- [EXERCISE]:
Copy each line from the data that has the word "lavender" in it.

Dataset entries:
■ ■ ■ ■ ■ ■ ■

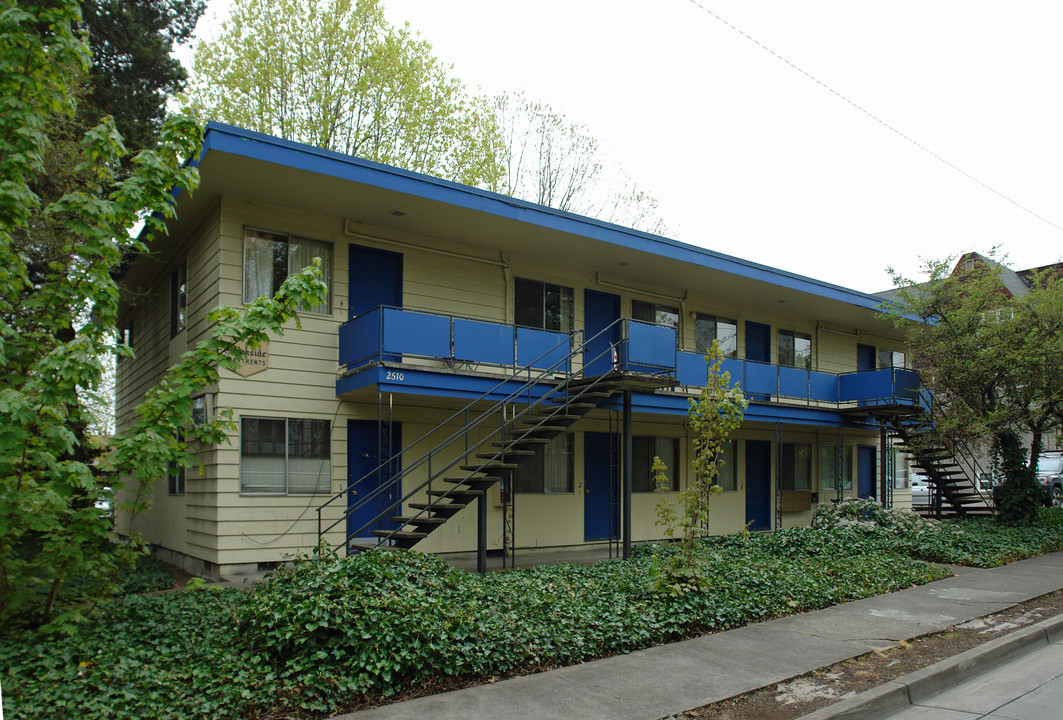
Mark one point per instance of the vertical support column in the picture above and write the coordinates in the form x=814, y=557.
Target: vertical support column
x=482, y=533
x=626, y=522
x=883, y=465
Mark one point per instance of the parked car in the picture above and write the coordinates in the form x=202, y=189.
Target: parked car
x=1050, y=474
x=921, y=490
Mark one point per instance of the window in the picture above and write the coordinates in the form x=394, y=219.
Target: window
x=550, y=471
x=661, y=315
x=795, y=349
x=727, y=480
x=175, y=479
x=708, y=328
x=199, y=409
x=179, y=298
x=891, y=358
x=796, y=467
x=270, y=257
x=285, y=456
x=542, y=305
x=643, y=451
x=828, y=467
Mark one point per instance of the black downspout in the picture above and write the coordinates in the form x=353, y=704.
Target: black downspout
x=626, y=530
x=882, y=465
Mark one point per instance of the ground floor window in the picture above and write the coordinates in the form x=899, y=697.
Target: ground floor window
x=285, y=456
x=550, y=471
x=828, y=467
x=796, y=470
x=643, y=451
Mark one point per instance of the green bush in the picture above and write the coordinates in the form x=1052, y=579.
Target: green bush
x=323, y=634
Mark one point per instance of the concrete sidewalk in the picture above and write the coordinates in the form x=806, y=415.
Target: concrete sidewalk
x=667, y=680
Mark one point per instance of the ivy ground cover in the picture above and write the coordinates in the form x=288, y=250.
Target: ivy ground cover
x=327, y=634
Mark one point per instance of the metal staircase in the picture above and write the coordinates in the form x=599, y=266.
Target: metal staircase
x=954, y=481
x=495, y=436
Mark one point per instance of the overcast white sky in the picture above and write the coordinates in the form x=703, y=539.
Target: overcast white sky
x=751, y=157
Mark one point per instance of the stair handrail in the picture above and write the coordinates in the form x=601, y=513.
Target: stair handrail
x=536, y=377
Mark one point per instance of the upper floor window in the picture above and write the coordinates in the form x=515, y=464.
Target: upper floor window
x=795, y=349
x=542, y=305
x=179, y=298
x=891, y=358
x=270, y=257
x=651, y=312
x=551, y=469
x=643, y=451
x=708, y=328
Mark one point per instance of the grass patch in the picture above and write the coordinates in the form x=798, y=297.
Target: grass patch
x=326, y=634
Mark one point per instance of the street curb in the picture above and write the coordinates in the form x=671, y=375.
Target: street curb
x=905, y=691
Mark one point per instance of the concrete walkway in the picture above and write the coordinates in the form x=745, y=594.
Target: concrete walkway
x=667, y=680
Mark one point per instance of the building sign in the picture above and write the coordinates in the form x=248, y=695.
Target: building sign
x=255, y=361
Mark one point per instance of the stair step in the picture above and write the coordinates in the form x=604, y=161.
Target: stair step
x=439, y=508
x=419, y=520
x=489, y=467
x=522, y=440
x=483, y=481
x=557, y=417
x=399, y=534
x=541, y=430
x=456, y=492
x=510, y=452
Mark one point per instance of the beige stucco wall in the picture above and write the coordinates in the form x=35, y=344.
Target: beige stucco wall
x=218, y=525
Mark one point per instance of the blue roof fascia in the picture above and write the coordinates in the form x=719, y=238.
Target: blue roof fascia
x=287, y=153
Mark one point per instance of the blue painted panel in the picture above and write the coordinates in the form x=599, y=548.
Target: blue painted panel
x=359, y=339
x=407, y=333
x=374, y=279
x=542, y=349
x=824, y=387
x=760, y=379
x=690, y=369
x=864, y=386
x=793, y=383
x=906, y=385
x=483, y=341
x=651, y=347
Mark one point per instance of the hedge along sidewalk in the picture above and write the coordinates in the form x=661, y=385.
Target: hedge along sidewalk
x=668, y=680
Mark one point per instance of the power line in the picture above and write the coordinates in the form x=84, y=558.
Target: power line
x=872, y=115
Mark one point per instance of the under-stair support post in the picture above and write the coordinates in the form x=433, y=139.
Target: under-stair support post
x=482, y=533
x=883, y=465
x=626, y=522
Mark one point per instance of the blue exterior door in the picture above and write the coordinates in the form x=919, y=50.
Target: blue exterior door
x=865, y=357
x=363, y=457
x=758, y=484
x=375, y=279
x=865, y=470
x=601, y=505
x=601, y=310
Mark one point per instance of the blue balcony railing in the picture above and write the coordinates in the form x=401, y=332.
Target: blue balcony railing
x=393, y=334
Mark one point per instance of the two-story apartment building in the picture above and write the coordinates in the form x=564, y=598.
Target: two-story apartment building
x=475, y=346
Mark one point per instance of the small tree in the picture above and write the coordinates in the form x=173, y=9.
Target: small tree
x=716, y=413
x=992, y=361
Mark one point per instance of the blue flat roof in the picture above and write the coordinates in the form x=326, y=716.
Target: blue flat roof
x=267, y=148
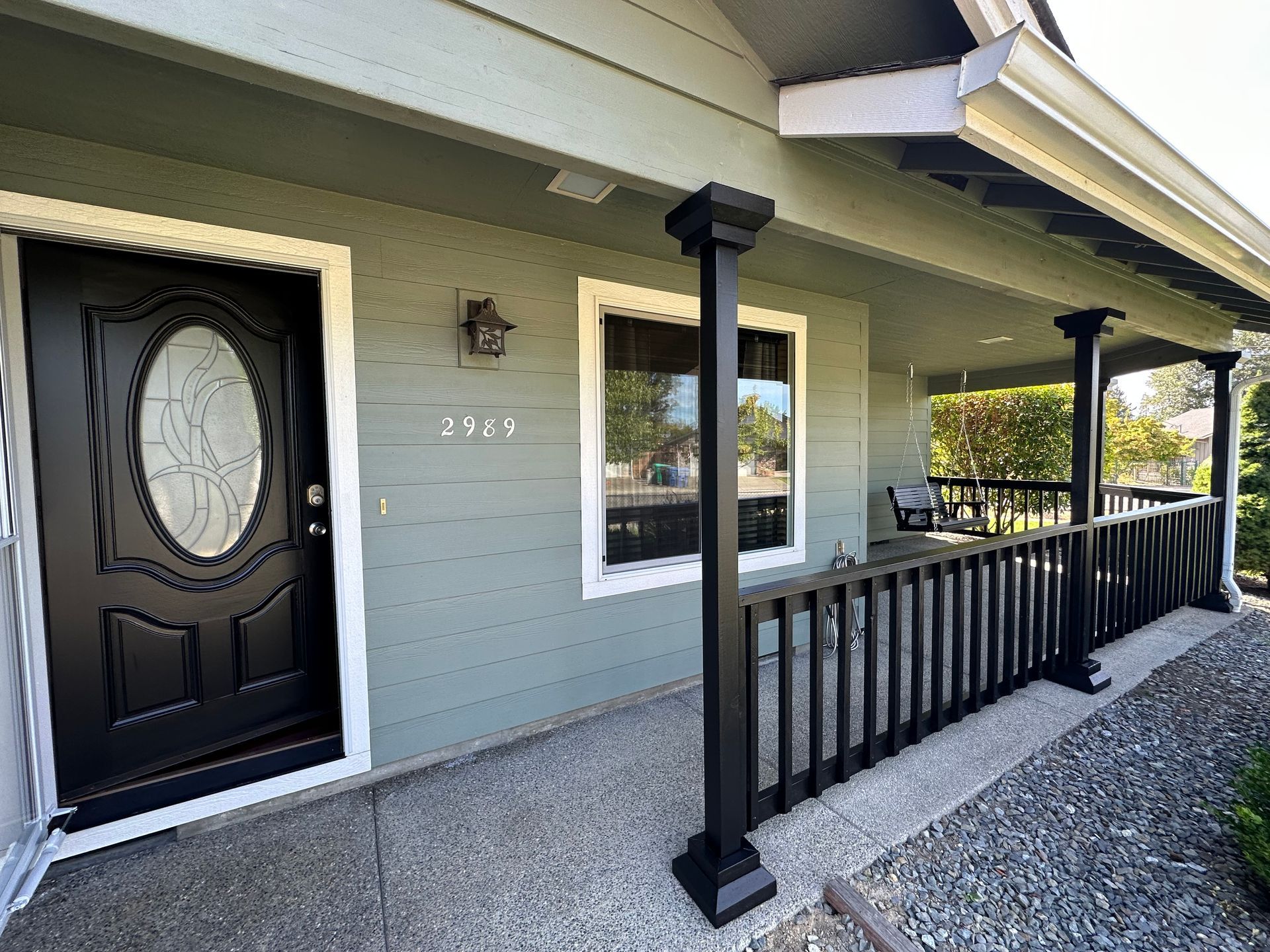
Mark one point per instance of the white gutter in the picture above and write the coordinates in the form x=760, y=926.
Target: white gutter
x=1020, y=99
x=1232, y=488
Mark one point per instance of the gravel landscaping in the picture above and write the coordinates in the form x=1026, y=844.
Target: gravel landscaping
x=1105, y=838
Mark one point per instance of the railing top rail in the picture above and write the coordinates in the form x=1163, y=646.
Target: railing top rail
x=1191, y=503
x=829, y=578
x=1053, y=485
x=1119, y=489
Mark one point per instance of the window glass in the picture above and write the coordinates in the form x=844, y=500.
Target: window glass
x=652, y=441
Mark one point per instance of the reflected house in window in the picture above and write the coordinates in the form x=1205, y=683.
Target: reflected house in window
x=652, y=440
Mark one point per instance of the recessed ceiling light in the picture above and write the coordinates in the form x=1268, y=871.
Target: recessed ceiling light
x=578, y=186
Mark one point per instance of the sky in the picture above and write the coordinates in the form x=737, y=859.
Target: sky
x=1198, y=71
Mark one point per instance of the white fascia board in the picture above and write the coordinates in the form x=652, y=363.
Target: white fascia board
x=988, y=19
x=904, y=103
x=1023, y=100
x=1029, y=104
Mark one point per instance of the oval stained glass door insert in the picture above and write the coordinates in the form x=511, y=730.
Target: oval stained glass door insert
x=200, y=438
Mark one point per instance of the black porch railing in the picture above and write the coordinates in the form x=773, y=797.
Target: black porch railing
x=1020, y=506
x=945, y=634
x=1152, y=561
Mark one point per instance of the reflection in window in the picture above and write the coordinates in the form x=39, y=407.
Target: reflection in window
x=652, y=440
x=201, y=448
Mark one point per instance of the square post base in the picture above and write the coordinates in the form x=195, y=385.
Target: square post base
x=724, y=888
x=1082, y=676
x=1218, y=601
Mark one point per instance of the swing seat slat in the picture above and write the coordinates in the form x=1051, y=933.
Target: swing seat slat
x=921, y=508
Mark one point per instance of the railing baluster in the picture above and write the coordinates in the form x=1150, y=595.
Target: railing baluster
x=1024, y=670
x=785, y=705
x=1052, y=606
x=937, y=647
x=869, y=720
x=1038, y=634
x=977, y=633
x=896, y=654
x=917, y=686
x=1101, y=587
x=956, y=680
x=1114, y=542
x=752, y=790
x=816, y=702
x=994, y=684
x=846, y=616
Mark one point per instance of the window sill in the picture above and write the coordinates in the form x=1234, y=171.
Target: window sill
x=666, y=575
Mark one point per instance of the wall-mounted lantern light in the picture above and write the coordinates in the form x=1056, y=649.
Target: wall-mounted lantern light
x=487, y=329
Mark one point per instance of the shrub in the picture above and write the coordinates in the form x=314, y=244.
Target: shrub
x=1253, y=509
x=1203, y=479
x=1249, y=818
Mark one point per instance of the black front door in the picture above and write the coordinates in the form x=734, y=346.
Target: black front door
x=179, y=432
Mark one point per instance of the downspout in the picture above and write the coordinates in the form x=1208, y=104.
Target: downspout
x=1232, y=483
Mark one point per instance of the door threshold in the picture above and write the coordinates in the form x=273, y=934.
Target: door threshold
x=255, y=761
x=85, y=841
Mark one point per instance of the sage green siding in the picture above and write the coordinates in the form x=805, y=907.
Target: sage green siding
x=888, y=434
x=476, y=619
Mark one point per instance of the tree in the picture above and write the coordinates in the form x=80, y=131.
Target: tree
x=1118, y=401
x=1143, y=440
x=761, y=434
x=636, y=409
x=1177, y=389
x=1188, y=386
x=1021, y=434
x=1253, y=500
x=1253, y=504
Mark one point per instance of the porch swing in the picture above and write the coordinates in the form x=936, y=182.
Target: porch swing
x=920, y=507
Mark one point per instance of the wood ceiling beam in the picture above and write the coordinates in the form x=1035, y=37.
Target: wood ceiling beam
x=955, y=159
x=1253, y=323
x=1147, y=254
x=1230, y=303
x=1224, y=291
x=1090, y=226
x=1206, y=278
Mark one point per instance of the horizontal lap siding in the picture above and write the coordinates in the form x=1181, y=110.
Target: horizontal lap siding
x=888, y=436
x=476, y=619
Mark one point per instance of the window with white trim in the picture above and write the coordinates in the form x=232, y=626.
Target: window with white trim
x=640, y=391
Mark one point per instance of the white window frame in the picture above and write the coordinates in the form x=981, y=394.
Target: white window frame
x=332, y=264
x=593, y=299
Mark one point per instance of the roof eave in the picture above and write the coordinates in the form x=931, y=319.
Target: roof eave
x=1023, y=100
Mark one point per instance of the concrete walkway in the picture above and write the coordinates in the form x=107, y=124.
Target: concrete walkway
x=556, y=842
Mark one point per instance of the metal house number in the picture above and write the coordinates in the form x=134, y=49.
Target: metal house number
x=489, y=428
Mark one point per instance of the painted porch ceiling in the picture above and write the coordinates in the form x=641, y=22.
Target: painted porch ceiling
x=996, y=184
x=812, y=37
x=58, y=83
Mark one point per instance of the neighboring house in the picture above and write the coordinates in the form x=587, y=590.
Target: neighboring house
x=1197, y=426
x=286, y=527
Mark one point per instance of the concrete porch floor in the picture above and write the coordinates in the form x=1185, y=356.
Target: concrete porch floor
x=562, y=841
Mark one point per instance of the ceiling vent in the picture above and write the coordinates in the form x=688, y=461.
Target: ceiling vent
x=578, y=186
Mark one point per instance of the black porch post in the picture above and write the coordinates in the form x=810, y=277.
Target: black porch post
x=1087, y=328
x=1099, y=465
x=720, y=870
x=1222, y=367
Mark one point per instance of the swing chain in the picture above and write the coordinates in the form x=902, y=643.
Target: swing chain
x=911, y=437
x=966, y=437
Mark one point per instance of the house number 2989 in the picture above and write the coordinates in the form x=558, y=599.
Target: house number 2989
x=489, y=428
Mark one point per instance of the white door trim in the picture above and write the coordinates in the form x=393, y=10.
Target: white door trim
x=46, y=218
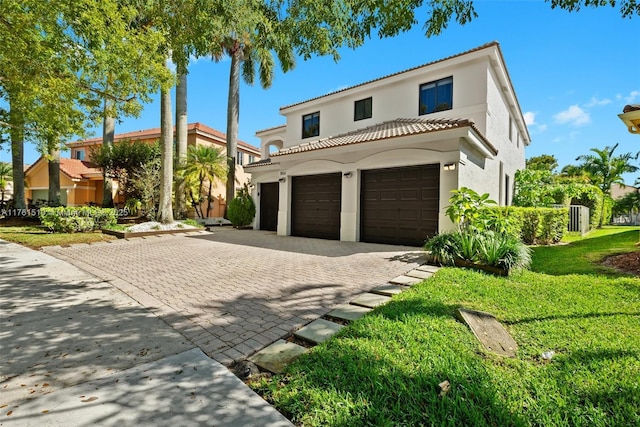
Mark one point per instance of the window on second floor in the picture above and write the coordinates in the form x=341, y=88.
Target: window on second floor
x=436, y=96
x=363, y=109
x=311, y=125
x=510, y=129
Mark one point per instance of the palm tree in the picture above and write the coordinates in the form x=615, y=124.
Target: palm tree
x=6, y=174
x=249, y=48
x=181, y=139
x=605, y=169
x=204, y=164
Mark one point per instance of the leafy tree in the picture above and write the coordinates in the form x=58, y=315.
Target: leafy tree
x=68, y=57
x=628, y=8
x=242, y=209
x=145, y=181
x=543, y=162
x=122, y=161
x=605, y=169
x=204, y=166
x=6, y=174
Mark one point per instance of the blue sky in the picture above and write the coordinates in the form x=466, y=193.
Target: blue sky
x=572, y=72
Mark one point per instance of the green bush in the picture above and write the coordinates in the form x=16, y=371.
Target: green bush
x=242, y=209
x=478, y=247
x=77, y=219
x=539, y=226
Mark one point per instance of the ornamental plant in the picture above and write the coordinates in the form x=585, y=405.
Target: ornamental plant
x=242, y=209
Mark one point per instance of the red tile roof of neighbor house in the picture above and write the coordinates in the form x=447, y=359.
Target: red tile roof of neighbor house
x=155, y=133
x=78, y=169
x=73, y=168
x=387, y=130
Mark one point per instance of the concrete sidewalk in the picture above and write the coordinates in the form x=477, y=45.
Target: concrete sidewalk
x=76, y=351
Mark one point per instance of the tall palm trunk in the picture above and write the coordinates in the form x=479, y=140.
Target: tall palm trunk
x=108, y=133
x=17, y=158
x=181, y=140
x=54, y=174
x=233, y=117
x=165, y=214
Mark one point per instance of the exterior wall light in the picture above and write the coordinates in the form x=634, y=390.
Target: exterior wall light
x=631, y=118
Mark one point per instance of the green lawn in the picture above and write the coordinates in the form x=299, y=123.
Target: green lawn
x=36, y=237
x=385, y=368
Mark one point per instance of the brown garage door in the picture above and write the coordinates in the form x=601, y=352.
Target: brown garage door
x=269, y=199
x=400, y=205
x=315, y=206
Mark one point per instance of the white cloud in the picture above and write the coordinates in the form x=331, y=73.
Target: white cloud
x=573, y=115
x=633, y=96
x=529, y=118
x=595, y=102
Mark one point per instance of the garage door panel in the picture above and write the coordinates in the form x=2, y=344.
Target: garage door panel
x=410, y=194
x=410, y=215
x=315, y=206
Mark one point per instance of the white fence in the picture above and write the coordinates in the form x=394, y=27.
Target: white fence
x=578, y=218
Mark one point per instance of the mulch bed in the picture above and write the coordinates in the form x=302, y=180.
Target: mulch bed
x=628, y=263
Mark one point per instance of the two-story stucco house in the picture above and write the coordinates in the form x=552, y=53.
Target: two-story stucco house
x=376, y=162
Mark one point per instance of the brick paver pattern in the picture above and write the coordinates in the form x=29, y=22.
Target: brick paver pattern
x=232, y=292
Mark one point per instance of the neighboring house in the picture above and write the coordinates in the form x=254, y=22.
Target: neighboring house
x=80, y=182
x=197, y=134
x=377, y=162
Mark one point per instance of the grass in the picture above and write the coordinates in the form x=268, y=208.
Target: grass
x=36, y=236
x=582, y=256
x=384, y=369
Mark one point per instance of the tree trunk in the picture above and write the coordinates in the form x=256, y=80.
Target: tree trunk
x=17, y=159
x=209, y=197
x=181, y=141
x=233, y=117
x=54, y=174
x=165, y=214
x=108, y=133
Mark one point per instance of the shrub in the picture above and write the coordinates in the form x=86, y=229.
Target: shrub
x=540, y=226
x=77, y=219
x=478, y=247
x=242, y=209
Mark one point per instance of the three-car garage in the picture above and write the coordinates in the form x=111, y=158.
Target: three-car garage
x=397, y=206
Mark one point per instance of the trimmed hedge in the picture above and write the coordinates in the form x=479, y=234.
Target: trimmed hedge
x=536, y=226
x=77, y=219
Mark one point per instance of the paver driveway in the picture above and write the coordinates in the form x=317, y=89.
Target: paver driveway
x=232, y=292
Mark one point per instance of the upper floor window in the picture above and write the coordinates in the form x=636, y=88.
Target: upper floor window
x=510, y=129
x=311, y=125
x=363, y=109
x=436, y=96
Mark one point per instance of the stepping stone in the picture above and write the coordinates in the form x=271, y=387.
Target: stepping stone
x=370, y=300
x=489, y=332
x=318, y=331
x=405, y=280
x=419, y=274
x=429, y=268
x=277, y=356
x=349, y=312
x=389, y=290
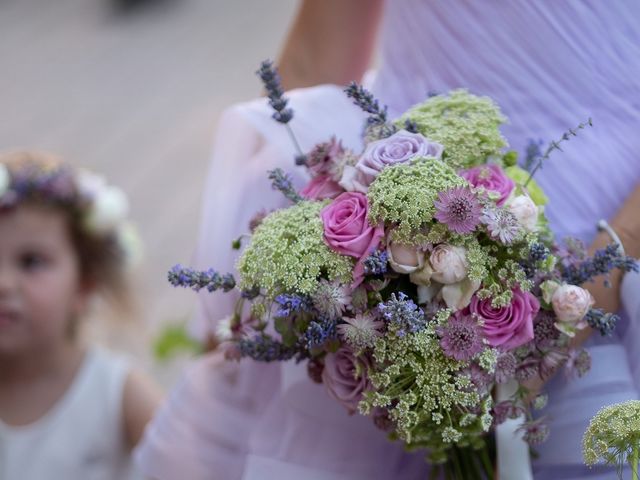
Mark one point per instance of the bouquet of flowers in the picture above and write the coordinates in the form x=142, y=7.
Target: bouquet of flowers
x=415, y=275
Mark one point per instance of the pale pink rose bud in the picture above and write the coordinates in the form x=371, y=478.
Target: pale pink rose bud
x=449, y=264
x=571, y=303
x=458, y=295
x=525, y=211
x=404, y=258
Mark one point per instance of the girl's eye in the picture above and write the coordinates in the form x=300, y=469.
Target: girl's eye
x=33, y=261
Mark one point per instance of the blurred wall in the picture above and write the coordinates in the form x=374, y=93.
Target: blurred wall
x=133, y=89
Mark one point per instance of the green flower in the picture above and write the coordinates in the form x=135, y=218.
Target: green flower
x=521, y=176
x=467, y=125
x=614, y=436
x=288, y=253
x=405, y=195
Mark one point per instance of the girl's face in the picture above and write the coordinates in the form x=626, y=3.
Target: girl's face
x=40, y=287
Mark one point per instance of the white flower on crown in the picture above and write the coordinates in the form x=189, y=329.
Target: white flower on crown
x=5, y=180
x=108, y=205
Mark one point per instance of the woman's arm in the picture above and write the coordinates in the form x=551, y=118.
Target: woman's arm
x=141, y=398
x=626, y=224
x=331, y=41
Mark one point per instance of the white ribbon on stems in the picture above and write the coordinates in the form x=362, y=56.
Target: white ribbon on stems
x=513, y=452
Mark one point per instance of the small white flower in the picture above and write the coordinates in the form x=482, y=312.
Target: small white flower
x=525, y=211
x=108, y=209
x=5, y=179
x=224, y=331
x=361, y=331
x=331, y=298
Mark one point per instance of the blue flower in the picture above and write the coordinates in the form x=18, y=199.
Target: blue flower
x=402, y=312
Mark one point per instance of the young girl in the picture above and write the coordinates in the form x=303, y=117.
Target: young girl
x=67, y=410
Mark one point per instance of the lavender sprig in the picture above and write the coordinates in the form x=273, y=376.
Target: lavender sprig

■ ■ ■ ■ ■ ■ ■

- [RESPONSE FOR THIS EXERCISE]:
Mark one point per instance of the lavender sprig in the picture above and write the coordinates in the form x=273, y=376.
Target: lavender sprig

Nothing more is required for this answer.